C’est une chose à laquelle je suis très attachée. J’ai un père géorgien, on l’obligeait à parler russe au temps de l’Union Soviétique, or sa langue à lui, c’était le géorgien. Il fallait donc faire survivre la langue en contre-pouvoir à l’impérialisme de l’époque. Par ailleurs, j’ai fait des études en Catalogne, j’ai saisi l’importance du catalan, et j’admire ceux qui se battent pour leur langue. Ça n’a rien à voir avec le nationalisme, contrairement à ce qu’on peut parfois penser en France. 

Et j’aime surtout l’idée de ne pas toujours saisir ce qu’on me dit mais de ressentir ce qui est énoncé, comme une musique dont on comprend les nuances même si on n’a pas fait de solfège. C’est d’ailleurs le point de vue de Cléo : de temps en temps, quand les échanges se font en créole, elle n’a pas besoin de sous-titres pour comprendre que l’enjeu est sentimental et quelle en est la portée. Cela n’est pas toujours facile à mettre en scène, et pose la question de ce que l’on traduit ou pas, mais j’y tenais beaucoup.

----

:: CONSIGNE ::
Réécrivez le passage de l'extrait sur les langues de « C’est une chose » à « penser en France. », en remplaçant « catalan » par « basque ».

[Entrées de données recueillies]
----

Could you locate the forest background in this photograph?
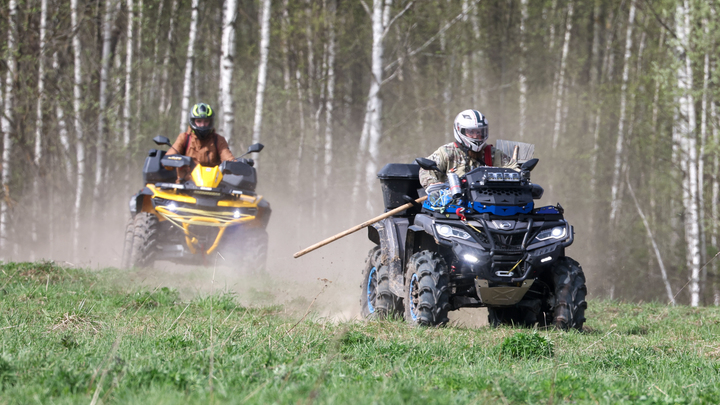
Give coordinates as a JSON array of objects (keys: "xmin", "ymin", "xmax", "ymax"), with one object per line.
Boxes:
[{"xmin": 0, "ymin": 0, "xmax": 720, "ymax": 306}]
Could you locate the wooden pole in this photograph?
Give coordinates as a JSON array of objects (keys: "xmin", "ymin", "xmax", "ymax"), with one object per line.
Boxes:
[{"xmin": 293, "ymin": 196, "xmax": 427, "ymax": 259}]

----

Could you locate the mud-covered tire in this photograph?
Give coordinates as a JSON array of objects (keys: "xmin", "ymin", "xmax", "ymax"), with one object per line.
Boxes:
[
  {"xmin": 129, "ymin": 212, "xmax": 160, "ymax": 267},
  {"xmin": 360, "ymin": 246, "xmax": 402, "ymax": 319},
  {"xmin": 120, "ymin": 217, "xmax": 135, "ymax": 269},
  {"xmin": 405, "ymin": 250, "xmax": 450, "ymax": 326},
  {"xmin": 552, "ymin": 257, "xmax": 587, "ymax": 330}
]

----

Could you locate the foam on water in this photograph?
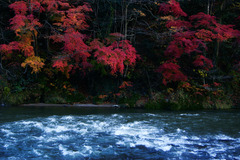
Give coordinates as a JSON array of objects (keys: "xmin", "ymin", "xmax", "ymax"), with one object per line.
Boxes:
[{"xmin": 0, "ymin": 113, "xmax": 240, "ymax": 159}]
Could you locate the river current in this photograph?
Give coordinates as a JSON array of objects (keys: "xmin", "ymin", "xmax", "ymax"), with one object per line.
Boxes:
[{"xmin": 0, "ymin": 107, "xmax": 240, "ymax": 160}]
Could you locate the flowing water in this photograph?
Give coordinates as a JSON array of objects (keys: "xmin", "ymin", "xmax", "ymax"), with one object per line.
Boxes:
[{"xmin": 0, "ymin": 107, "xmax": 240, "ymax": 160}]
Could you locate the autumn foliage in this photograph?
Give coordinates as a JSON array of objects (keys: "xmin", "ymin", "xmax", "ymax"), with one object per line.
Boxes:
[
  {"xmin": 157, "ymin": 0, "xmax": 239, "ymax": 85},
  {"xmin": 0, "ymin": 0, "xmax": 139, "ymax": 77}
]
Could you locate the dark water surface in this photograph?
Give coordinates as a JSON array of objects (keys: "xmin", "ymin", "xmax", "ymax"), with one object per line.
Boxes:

----

:: RÉSULTAT ::
C’est une chose à laquelle je suis très attachée. J’ai un père géorgien, on l’obligeait à parler russe au temps de l’Union Soviétique, or sa langue à lui, c’était le géorgien. Il fallait donc faire survivre la langue en contre-pouvoir à l’impérialisme de l’époque. Par ailleurs, j’ai fait des études en Catalogne, j’ai saisi l’importance du basque, et j’admire ceux qui se battent pour leur langue. Ça n’a rien à voir avec le nationalisme, contrairement à ce qu’on peut parfois penser en France.